→ **DOCUMENT PASSAGE**
— start —

This program uses the following TensorRT API object classes:

Logger - logger used by several other object classes
Runtime - used to deserialize TensorRT plans to TensorRT CUDA engines
ICudaEngine - engine for executing inference on built networks
IExecutionContext - context for executing inference using CUDA engine

The program performs the following steps:

reads the plan
reads the pre-processed image
reads the ImageNet categories
creates logger: Logger representing a logger instance
creates runtime: Runtime representing a runtime instance
uses runtime to deserialize the plan into engine: ICudaEngine
creates context: IExecutionContext for the engine
obtains a CUDA stream reference
allocates a Numpy array to hold the output data on the host
allocates device memory buffers for the input and output tensors
specifies input/output bindings as a list holding addresses of all input and output buffers
copies the input tensor from host to device
runs inference for the context with the specified bindings and CUDA stream handle
copies the output tensor from device to host
applies the softmax transformation to the output
gets labels and probabilities for top 5 results
prints top 5 classes and probabilities in a human-readable form

The program has two command line arguments: a path to the TensorRT plan file and a path to the file containing the pre-processed input image.

— end —

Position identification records

— start —

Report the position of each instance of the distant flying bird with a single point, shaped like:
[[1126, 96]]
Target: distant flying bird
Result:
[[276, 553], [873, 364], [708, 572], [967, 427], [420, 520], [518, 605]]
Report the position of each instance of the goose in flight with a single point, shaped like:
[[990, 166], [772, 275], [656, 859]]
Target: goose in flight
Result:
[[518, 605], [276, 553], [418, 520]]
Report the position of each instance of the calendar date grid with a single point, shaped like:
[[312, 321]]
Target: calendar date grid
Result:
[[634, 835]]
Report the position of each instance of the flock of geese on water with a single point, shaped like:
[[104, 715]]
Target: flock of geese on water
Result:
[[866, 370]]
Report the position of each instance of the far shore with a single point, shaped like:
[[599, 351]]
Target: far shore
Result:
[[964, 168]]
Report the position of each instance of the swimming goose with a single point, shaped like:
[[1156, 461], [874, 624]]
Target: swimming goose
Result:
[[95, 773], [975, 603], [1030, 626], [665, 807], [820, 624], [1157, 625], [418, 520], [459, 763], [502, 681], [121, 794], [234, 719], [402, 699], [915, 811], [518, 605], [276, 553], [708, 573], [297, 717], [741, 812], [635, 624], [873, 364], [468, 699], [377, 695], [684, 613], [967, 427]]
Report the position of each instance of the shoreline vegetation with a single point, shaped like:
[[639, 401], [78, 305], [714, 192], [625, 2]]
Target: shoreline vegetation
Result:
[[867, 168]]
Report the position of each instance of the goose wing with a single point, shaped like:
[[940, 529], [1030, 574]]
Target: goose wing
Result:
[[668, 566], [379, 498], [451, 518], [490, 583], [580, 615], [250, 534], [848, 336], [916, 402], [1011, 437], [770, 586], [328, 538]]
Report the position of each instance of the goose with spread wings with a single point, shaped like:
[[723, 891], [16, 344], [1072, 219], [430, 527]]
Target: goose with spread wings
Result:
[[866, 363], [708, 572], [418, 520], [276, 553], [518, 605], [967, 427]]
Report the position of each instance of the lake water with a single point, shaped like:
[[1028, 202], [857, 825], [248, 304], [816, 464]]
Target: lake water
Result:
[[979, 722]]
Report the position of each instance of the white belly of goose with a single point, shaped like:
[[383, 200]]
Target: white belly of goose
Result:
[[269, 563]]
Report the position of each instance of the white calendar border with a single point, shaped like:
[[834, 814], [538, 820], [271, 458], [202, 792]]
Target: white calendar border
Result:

— end —

Answer these questions from the program description:
(a) Which object class is used to deserialize TensorRT plans to TensorRT CUDA engines?
(b) For how many top results does the program get labels and probabilities?
(c) What are the program's two command line arguments?
You do not need the data to complete this work.

→ **IN RESPONSE**
(a) Runtime
(b) 5
(c) A path to the TensorRT plan file and a path to the file containing the pre-processed input image